_WORK REQUEST_: Select all lines in the records that include "beach".

_DATA EXTRACT_:

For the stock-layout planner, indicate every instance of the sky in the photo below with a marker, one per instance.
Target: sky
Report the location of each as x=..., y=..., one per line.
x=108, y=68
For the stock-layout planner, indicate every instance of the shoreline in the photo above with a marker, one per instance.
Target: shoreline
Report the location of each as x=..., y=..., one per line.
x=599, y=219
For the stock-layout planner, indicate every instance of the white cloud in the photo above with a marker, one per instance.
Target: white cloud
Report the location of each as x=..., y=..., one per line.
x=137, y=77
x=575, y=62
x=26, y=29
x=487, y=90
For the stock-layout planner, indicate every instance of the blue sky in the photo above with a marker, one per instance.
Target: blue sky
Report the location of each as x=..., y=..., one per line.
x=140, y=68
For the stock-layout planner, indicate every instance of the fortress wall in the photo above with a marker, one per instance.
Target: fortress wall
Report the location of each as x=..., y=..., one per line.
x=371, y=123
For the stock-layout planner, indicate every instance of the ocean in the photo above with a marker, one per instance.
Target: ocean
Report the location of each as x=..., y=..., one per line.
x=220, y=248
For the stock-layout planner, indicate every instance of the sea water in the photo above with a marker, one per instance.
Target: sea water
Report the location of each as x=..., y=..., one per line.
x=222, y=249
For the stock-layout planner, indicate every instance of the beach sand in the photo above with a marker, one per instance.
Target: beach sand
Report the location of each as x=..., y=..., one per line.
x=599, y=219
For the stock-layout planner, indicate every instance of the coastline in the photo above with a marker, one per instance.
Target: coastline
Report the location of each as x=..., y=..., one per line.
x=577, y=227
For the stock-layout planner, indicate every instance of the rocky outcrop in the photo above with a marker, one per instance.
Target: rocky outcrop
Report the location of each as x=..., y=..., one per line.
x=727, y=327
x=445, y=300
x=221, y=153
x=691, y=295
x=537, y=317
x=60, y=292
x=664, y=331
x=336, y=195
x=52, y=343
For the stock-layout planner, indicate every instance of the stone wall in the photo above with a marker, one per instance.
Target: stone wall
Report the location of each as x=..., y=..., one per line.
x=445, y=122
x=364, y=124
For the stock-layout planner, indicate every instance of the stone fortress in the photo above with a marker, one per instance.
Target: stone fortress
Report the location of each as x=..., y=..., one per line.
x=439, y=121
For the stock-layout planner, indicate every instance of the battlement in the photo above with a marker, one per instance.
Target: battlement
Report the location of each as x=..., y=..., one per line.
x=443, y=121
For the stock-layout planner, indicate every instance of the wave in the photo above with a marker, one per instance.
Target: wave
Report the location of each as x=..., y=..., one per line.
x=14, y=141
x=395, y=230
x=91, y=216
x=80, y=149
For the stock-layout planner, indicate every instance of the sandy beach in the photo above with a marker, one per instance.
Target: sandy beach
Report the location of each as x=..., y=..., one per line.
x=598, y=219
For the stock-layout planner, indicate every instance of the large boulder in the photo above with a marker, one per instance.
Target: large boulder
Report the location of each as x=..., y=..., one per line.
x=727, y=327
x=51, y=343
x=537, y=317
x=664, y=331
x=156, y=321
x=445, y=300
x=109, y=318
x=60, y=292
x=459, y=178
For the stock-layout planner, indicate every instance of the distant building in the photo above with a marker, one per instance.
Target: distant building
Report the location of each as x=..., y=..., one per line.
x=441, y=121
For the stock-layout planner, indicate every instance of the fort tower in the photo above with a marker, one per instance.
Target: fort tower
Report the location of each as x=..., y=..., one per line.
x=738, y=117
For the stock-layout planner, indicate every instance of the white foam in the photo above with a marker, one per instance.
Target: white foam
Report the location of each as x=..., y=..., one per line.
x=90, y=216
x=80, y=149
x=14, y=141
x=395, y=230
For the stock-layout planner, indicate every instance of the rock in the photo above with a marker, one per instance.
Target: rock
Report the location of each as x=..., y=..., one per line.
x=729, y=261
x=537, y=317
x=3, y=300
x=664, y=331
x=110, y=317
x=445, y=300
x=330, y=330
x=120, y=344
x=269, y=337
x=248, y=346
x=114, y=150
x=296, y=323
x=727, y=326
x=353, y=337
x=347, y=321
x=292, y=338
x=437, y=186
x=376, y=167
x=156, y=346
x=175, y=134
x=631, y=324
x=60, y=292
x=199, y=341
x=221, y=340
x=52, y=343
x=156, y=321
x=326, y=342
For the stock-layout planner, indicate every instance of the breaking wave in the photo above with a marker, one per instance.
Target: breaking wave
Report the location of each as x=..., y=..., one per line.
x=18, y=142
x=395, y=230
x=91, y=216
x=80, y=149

_WRITTEN RESPONSE_:
For the stock-layout planner, indicate every instance of the beach sand in the photo above with a marker, one per instance.
Target: beach sand
For the stock-layout planner, indicate every instance of the sandy beach in the photo above with a marker, one per instance.
Target: sandy beach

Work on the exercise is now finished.